*** EXERCISE MATERIALS ***

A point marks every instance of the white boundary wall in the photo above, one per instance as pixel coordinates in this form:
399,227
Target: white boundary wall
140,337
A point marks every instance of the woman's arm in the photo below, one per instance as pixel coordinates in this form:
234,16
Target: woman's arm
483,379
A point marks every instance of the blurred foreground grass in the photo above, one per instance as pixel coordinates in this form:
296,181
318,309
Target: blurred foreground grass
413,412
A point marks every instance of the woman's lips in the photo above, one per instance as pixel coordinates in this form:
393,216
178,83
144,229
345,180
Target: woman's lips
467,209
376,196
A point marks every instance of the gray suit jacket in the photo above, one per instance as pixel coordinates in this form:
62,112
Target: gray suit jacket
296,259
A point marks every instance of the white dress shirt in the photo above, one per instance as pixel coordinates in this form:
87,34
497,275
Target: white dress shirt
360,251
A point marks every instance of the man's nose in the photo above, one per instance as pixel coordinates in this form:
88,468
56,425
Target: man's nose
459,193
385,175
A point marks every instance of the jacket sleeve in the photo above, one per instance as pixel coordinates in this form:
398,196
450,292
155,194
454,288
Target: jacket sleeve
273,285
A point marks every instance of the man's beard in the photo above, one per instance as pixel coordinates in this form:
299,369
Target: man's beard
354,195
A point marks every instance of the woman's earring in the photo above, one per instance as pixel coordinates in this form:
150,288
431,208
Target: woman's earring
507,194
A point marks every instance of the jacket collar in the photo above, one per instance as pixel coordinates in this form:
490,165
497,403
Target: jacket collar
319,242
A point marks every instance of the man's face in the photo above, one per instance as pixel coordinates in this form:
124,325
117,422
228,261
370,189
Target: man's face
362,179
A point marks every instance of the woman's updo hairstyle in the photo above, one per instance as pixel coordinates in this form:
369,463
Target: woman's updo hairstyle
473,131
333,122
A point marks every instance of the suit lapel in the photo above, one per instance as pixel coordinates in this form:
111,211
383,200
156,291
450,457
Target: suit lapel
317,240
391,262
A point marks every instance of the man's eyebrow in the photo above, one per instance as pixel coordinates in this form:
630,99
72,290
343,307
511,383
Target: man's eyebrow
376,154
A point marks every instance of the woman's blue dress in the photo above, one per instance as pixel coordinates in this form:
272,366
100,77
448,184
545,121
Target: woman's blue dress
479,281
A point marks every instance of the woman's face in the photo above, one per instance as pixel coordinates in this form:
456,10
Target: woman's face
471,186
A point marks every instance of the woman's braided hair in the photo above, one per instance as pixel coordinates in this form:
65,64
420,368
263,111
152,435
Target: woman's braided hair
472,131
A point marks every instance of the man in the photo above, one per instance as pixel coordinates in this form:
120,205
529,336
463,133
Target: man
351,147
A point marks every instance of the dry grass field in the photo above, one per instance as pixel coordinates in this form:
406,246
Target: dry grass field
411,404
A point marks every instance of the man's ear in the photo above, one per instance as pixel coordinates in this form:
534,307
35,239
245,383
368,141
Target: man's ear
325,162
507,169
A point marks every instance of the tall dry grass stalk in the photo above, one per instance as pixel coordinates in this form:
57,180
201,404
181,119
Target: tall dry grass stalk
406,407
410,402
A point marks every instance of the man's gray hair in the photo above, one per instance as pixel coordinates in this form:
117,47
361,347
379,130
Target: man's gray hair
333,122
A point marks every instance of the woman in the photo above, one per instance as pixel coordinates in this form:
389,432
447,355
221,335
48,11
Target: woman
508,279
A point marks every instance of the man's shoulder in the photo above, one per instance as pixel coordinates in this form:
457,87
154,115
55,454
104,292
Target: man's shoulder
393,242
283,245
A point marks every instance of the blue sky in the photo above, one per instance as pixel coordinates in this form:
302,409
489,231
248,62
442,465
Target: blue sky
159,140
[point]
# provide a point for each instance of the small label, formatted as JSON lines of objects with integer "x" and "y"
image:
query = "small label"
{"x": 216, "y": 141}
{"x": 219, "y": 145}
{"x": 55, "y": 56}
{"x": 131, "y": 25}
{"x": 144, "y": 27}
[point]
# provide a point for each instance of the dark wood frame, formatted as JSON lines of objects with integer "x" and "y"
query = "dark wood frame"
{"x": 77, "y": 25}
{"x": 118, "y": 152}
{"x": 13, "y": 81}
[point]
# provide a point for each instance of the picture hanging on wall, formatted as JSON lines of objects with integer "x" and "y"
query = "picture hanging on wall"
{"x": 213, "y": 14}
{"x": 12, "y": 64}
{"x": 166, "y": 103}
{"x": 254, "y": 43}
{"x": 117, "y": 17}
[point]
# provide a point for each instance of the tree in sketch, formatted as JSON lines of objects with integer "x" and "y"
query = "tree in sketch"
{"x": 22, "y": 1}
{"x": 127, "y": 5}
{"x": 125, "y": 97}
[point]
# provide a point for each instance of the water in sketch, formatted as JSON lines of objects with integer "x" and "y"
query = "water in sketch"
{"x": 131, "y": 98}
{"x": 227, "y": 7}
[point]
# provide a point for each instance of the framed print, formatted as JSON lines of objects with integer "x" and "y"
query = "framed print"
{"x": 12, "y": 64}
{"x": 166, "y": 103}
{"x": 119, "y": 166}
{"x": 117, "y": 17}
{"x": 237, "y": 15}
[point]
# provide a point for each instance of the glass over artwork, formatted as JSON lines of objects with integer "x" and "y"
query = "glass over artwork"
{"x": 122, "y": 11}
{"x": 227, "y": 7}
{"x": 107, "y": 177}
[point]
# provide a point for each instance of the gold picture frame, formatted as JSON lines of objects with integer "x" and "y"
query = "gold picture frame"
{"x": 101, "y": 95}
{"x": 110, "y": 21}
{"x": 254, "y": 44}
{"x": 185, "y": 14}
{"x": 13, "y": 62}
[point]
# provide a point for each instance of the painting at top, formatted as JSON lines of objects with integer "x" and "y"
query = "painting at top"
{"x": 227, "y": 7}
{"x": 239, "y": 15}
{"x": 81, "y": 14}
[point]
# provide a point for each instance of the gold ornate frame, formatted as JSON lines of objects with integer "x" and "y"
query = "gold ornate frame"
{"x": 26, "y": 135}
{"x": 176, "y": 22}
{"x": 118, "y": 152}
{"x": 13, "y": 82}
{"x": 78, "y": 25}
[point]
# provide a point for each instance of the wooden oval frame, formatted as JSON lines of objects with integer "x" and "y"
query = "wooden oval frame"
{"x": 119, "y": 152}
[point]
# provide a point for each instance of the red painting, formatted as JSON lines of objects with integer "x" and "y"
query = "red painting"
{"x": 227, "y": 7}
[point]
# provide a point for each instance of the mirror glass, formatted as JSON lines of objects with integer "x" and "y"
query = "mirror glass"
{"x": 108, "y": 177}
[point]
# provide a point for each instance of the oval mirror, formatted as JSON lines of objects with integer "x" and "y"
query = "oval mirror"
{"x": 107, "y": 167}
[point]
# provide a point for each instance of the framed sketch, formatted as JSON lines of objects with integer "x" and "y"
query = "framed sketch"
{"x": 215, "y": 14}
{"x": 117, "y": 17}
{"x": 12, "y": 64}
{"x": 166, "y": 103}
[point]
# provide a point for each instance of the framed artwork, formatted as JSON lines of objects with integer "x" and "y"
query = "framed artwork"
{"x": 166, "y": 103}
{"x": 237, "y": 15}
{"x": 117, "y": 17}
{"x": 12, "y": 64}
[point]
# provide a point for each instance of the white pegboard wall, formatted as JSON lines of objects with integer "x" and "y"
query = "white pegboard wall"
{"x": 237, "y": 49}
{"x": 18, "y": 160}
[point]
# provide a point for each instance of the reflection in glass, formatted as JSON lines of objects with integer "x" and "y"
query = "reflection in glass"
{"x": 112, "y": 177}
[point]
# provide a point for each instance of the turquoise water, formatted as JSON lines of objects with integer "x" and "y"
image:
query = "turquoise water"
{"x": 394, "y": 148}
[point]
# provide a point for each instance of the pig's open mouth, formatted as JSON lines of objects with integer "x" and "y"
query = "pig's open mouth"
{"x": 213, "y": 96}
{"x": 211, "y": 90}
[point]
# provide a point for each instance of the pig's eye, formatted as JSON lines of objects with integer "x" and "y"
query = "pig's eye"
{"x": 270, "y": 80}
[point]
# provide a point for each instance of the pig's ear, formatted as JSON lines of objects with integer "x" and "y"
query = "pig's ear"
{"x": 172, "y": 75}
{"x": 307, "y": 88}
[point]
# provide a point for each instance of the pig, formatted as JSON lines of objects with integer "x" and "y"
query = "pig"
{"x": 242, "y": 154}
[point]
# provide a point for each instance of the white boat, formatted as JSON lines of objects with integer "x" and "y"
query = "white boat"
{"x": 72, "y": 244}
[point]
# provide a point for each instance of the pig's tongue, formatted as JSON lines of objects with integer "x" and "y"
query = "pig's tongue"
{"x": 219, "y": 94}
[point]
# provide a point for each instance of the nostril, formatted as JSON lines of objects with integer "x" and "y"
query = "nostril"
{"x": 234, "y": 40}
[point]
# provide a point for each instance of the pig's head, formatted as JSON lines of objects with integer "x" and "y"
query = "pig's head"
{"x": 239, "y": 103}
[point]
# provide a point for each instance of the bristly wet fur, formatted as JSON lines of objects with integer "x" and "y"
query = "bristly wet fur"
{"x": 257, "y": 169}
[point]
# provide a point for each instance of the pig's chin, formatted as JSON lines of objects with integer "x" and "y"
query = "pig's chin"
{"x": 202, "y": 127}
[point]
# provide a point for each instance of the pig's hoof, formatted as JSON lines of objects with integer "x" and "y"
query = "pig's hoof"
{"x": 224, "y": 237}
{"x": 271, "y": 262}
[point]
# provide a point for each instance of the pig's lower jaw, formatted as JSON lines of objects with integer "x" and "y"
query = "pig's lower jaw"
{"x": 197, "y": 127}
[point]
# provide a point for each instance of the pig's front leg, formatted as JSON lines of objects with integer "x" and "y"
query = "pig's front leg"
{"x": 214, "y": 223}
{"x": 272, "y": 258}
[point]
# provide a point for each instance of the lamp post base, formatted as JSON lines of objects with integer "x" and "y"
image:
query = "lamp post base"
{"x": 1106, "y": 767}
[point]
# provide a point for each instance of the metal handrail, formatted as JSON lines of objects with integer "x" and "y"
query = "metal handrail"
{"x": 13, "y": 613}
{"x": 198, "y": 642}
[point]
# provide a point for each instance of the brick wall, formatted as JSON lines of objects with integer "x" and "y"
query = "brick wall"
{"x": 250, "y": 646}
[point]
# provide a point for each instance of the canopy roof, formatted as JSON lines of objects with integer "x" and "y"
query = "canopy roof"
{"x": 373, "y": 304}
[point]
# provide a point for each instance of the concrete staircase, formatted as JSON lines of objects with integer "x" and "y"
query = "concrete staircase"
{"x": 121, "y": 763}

***

◆ STATED TASK
Pick out every line in the entries above that contains the word "shirt", and copy each one.

◆ SOLUTION FOR THIS PROBLEM
A point marks every instance of the white dress shirt in the photo above, one per instance as pixel coordinates in this form:
Target: white dress shirt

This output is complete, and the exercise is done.